PROBLEM STATEMENT :: Without the images, write out the entries word for word.

MATERIAL FOR THIS TASK ::

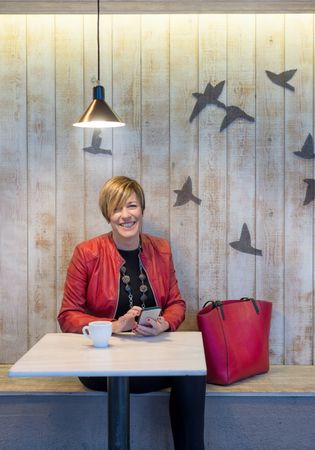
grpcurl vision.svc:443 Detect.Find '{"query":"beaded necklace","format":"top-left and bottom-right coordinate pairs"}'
top-left (120, 247), bottom-right (148, 309)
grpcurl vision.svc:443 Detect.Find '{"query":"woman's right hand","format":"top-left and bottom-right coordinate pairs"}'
top-left (112, 306), bottom-right (142, 333)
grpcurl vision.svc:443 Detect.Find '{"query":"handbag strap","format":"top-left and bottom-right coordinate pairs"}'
top-left (202, 300), bottom-right (225, 319)
top-left (202, 297), bottom-right (260, 320)
top-left (240, 297), bottom-right (260, 314)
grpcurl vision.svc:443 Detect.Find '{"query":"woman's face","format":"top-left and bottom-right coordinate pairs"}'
top-left (109, 192), bottom-right (143, 250)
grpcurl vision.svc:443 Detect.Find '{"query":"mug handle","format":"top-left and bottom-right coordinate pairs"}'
top-left (82, 326), bottom-right (90, 337)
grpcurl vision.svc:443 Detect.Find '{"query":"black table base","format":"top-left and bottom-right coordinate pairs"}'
top-left (108, 376), bottom-right (130, 450)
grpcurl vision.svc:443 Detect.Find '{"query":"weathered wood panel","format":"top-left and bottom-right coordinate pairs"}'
top-left (284, 14), bottom-right (314, 364)
top-left (226, 15), bottom-right (256, 299)
top-left (2, 1), bottom-right (315, 14)
top-left (198, 14), bottom-right (227, 306)
top-left (170, 15), bottom-right (199, 329)
top-left (84, 15), bottom-right (113, 239)
top-left (256, 14), bottom-right (285, 364)
top-left (112, 15), bottom-right (141, 180)
top-left (55, 16), bottom-right (85, 314)
top-left (141, 15), bottom-right (170, 240)
top-left (27, 15), bottom-right (57, 346)
top-left (0, 16), bottom-right (28, 362)
top-left (0, 13), bottom-right (314, 364)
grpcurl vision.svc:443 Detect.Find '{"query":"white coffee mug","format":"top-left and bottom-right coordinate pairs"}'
top-left (82, 321), bottom-right (112, 348)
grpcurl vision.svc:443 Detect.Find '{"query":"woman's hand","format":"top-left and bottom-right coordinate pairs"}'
top-left (112, 306), bottom-right (142, 333)
top-left (133, 316), bottom-right (170, 336)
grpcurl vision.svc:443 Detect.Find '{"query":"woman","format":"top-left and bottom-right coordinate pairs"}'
top-left (58, 176), bottom-right (205, 450)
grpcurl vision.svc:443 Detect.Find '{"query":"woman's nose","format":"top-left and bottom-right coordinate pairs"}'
top-left (120, 207), bottom-right (130, 218)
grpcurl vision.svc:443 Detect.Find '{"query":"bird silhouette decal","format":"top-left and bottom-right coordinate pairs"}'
top-left (83, 129), bottom-right (112, 155)
top-left (265, 69), bottom-right (297, 91)
top-left (189, 81), bottom-right (225, 123)
top-left (303, 179), bottom-right (315, 206)
top-left (216, 101), bottom-right (255, 132)
top-left (294, 134), bottom-right (315, 159)
top-left (173, 176), bottom-right (201, 207)
top-left (229, 223), bottom-right (262, 256)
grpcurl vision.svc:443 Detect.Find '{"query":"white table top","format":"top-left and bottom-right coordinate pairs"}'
top-left (9, 332), bottom-right (206, 378)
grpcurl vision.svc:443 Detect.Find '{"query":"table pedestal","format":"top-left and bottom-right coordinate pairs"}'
top-left (108, 377), bottom-right (130, 450)
top-left (9, 333), bottom-right (206, 450)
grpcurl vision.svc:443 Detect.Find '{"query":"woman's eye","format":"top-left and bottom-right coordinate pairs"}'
top-left (128, 204), bottom-right (138, 208)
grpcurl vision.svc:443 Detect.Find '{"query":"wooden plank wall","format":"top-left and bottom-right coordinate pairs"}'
top-left (0, 14), bottom-right (314, 364)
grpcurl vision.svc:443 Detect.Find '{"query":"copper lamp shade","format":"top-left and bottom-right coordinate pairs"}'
top-left (73, 86), bottom-right (125, 128)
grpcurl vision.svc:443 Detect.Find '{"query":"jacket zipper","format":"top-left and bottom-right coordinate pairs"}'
top-left (112, 257), bottom-right (125, 320)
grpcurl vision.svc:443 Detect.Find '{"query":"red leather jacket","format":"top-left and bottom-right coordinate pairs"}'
top-left (58, 232), bottom-right (186, 333)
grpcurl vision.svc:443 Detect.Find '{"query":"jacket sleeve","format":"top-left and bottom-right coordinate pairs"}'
top-left (57, 245), bottom-right (113, 333)
top-left (161, 247), bottom-right (186, 331)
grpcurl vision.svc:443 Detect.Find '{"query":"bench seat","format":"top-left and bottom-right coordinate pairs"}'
top-left (1, 364), bottom-right (314, 450)
top-left (2, 364), bottom-right (315, 395)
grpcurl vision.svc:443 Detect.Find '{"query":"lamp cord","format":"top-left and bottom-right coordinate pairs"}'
top-left (97, 0), bottom-right (100, 83)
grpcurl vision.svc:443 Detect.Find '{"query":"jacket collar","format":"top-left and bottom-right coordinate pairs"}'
top-left (107, 231), bottom-right (149, 264)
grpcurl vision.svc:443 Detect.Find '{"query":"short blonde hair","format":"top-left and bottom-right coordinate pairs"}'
top-left (99, 176), bottom-right (145, 222)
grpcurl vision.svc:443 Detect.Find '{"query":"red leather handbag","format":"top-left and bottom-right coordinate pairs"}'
top-left (197, 297), bottom-right (272, 385)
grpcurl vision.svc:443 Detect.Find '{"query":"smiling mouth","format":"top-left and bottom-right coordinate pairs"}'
top-left (119, 222), bottom-right (136, 229)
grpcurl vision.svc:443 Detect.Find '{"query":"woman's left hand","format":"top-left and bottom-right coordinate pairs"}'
top-left (133, 316), bottom-right (170, 336)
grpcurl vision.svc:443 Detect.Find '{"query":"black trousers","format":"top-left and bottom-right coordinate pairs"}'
top-left (79, 375), bottom-right (206, 450)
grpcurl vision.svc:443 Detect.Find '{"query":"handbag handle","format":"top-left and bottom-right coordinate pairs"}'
top-left (240, 297), bottom-right (260, 314)
top-left (202, 300), bottom-right (225, 319)
top-left (202, 297), bottom-right (260, 320)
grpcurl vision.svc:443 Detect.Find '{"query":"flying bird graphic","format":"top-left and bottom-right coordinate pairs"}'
top-left (303, 179), bottom-right (315, 206)
top-left (216, 102), bottom-right (255, 132)
top-left (265, 69), bottom-right (297, 91)
top-left (229, 223), bottom-right (262, 256)
top-left (294, 134), bottom-right (315, 159)
top-left (189, 81), bottom-right (225, 123)
top-left (173, 176), bottom-right (201, 207)
top-left (83, 129), bottom-right (112, 155)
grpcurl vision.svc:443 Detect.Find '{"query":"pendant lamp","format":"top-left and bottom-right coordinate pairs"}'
top-left (73, 0), bottom-right (125, 128)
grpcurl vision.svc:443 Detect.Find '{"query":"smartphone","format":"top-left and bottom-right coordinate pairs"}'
top-left (138, 307), bottom-right (162, 326)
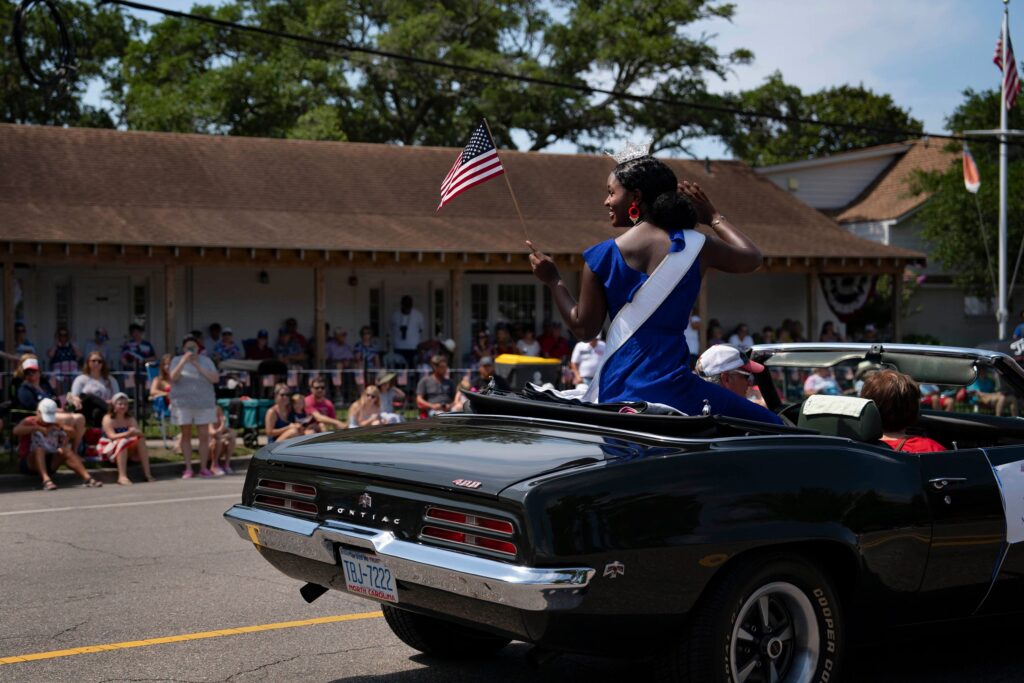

RESULT FOR THIS TASK ::
grpcurl vision.svc:443 Detect.Find '{"query":"beaded necklace","format":"top-left and bottom-right coordinate pairs"}'
top-left (120, 247), bottom-right (148, 309)
grpcurl vision.svc:443 Detect.Find '{"query":"woman's right hand","format":"top-left and bottom-right coordinate pairs"}'
top-left (112, 306), bottom-right (142, 333)
grpcurl vision.svc:443 Detect.Find '{"query":"handbag strap","format":"top-left and bottom-right coordinate pairs"}'
top-left (202, 300), bottom-right (225, 319)
top-left (202, 297), bottom-right (260, 320)
top-left (240, 297), bottom-right (260, 314)
grpcurl vision.svc:443 Detect.Find '{"query":"woman's face","format":"top-left and bottom-right coordinate pairs"}'
top-left (109, 192), bottom-right (143, 250)
grpcurl vision.svc:443 Detect.Find '{"query":"mug handle","format":"top-left and bottom-right coordinate pairs"}'
top-left (82, 326), bottom-right (90, 337)
grpcurl vision.svc:443 Detect.Find '{"query":"black table base","format":"top-left and bottom-right coordinate pairs"}'
top-left (108, 376), bottom-right (130, 450)
grpcurl vision.svc:443 Detect.Find '{"query":"weathered wood panel","format":"top-left and bottom-right coordinate pairs"}'
top-left (284, 14), bottom-right (314, 364)
top-left (226, 15), bottom-right (256, 299)
top-left (2, 1), bottom-right (315, 14)
top-left (198, 14), bottom-right (227, 306)
top-left (170, 15), bottom-right (199, 329)
top-left (84, 15), bottom-right (113, 239)
top-left (256, 14), bottom-right (285, 364)
top-left (112, 15), bottom-right (141, 180)
top-left (55, 16), bottom-right (85, 314)
top-left (141, 15), bottom-right (170, 240)
top-left (27, 15), bottom-right (57, 346)
top-left (0, 16), bottom-right (28, 362)
top-left (0, 13), bottom-right (314, 364)
grpcurl vision.svc:443 Detect.Find '{"query":"white coffee mug","format":"top-left and bottom-right coordinate pairs"}'
top-left (82, 321), bottom-right (112, 348)
grpcurl vision.svc:443 Detect.Find '{"query":"woman's hand","format":"top-left and bottom-right coordinate pairs"}'
top-left (112, 306), bottom-right (142, 333)
top-left (133, 316), bottom-right (170, 336)
grpcurl vision.svc:443 Detect.Find '{"query":"woman","format":"top-left and bottom-right coordinate pairs"}'
top-left (58, 176), bottom-right (205, 450)
grpcurl vision.svc:443 Detect.Find '{"query":"woman's nose","format":"top-left and bottom-right coordinate pairs"}'
top-left (120, 207), bottom-right (130, 218)
grpcurl vision.svc:443 Detect.Find '{"query":"bird silhouette decal","format":"top-left and bottom-right coordinate pairs"}'
top-left (83, 129), bottom-right (112, 155)
top-left (265, 69), bottom-right (297, 91)
top-left (189, 81), bottom-right (225, 123)
top-left (303, 179), bottom-right (315, 206)
top-left (216, 101), bottom-right (255, 132)
top-left (294, 134), bottom-right (315, 159)
top-left (173, 176), bottom-right (201, 207)
top-left (229, 223), bottom-right (262, 256)
grpcurl vision.svc:443 Detect.Find '{"query":"white table top","format":"top-left and bottom-right coordinate pairs"}'
top-left (9, 332), bottom-right (206, 378)
grpcurl vision.svc:443 Detect.Find '{"query":"table pedestal","format":"top-left and bottom-right coordinate pairs"}'
top-left (108, 377), bottom-right (130, 450)
top-left (9, 333), bottom-right (206, 450)
grpcurl vision.svc:443 Detect.Find '{"query":"woman's eye","format":"top-left and bottom-right coordinate pairs"}'
top-left (128, 204), bottom-right (138, 208)
grpcurl vision.svc:443 Detect.Find '{"query":"wooden plank wall","format":"top-left and bottom-right coordinate pairs"}'
top-left (0, 14), bottom-right (314, 364)
grpcurl vision.svc:443 Detect.Find '{"query":"copper lamp shade","format":"top-left and bottom-right coordinate pairs"}'
top-left (73, 86), bottom-right (125, 128)
grpcurl vision.svc:443 Detect.Find '{"query":"jacket zipper","format":"top-left and bottom-right coordinate pairs"}'
top-left (112, 257), bottom-right (125, 320)
grpcurl vision.svc:443 Detect.Find '{"query":"red leather jacket","format":"top-left and bottom-right coordinate pairs"}'
top-left (58, 232), bottom-right (186, 333)
grpcurl vision.svc:443 Detect.Find '{"query":"jacket sleeve","format":"top-left and bottom-right coordinate pairs"}'
top-left (57, 245), bottom-right (113, 333)
top-left (161, 247), bottom-right (186, 331)
grpcurl vision.svc:443 Detect.Find '{"query":"bench seat","format":"top-left and bottom-right coordinate pairs"}'
top-left (1, 364), bottom-right (314, 450)
top-left (2, 364), bottom-right (315, 395)
grpcurl vision.svc:443 Detect.Find '{"query":"lamp cord","format":"top-left and bottom-right coordinate pairs"}'
top-left (97, 0), bottom-right (100, 83)
grpcurl vision.svc:443 Detect.Find '{"query":"jacket collar","format":"top-left and bottom-right coordinate pairs"}'
top-left (107, 231), bottom-right (149, 264)
grpcurl vision.svc:443 Detect.Find '{"query":"short blonde hair","format":"top-left and bottom-right coordinate pairs"}'
top-left (99, 176), bottom-right (145, 222)
grpcurl vision.svc:443 Detect.Find '{"query":"red leather handbag","format":"top-left and bottom-right coordinate pairs"}'
top-left (197, 297), bottom-right (272, 385)
grpcurl vision.svc:443 Detect.Find '{"query":"smiling mouth","format":"top-left and bottom-right coordinate pairs"}'
top-left (119, 222), bottom-right (136, 229)
grpcurl vision.svc:443 Detect.Find '{"query":"woman's left hand","format":"top-left and bottom-right coordinate pairs"}'
top-left (133, 316), bottom-right (170, 336)
grpcurl vision.svc:443 Detect.Find '{"query":"black trousers","format":"top-left and bottom-right coordinate pairs"}'
top-left (79, 375), bottom-right (206, 450)
grpcurl vision.svc:443 Detect.Find '{"query":"handbag handle","format":"top-left and bottom-right coordinate pairs"}'
top-left (240, 297), bottom-right (260, 314)
top-left (202, 300), bottom-right (225, 319)
top-left (202, 297), bottom-right (260, 320)
grpcurl vision.svc:443 Detect.Find '{"query":"flying bird graphic","format":"top-left and bottom-right coordinate pairs"}'
top-left (303, 179), bottom-right (315, 206)
top-left (216, 102), bottom-right (255, 132)
top-left (265, 69), bottom-right (297, 91)
top-left (229, 223), bottom-right (262, 256)
top-left (294, 134), bottom-right (315, 159)
top-left (189, 81), bottom-right (225, 123)
top-left (173, 176), bottom-right (201, 207)
top-left (83, 129), bottom-right (112, 155)
grpcurl vision.svc:443 Detect.Find '{"query":"pendant lamp","format":"top-left and bottom-right coordinate pairs"}'
top-left (73, 0), bottom-right (125, 128)
grpcurl vision.svc:443 Detect.Find '{"query":"smartphone","format":"top-left and bottom-right coordinate pairs"}'
top-left (138, 307), bottom-right (162, 326)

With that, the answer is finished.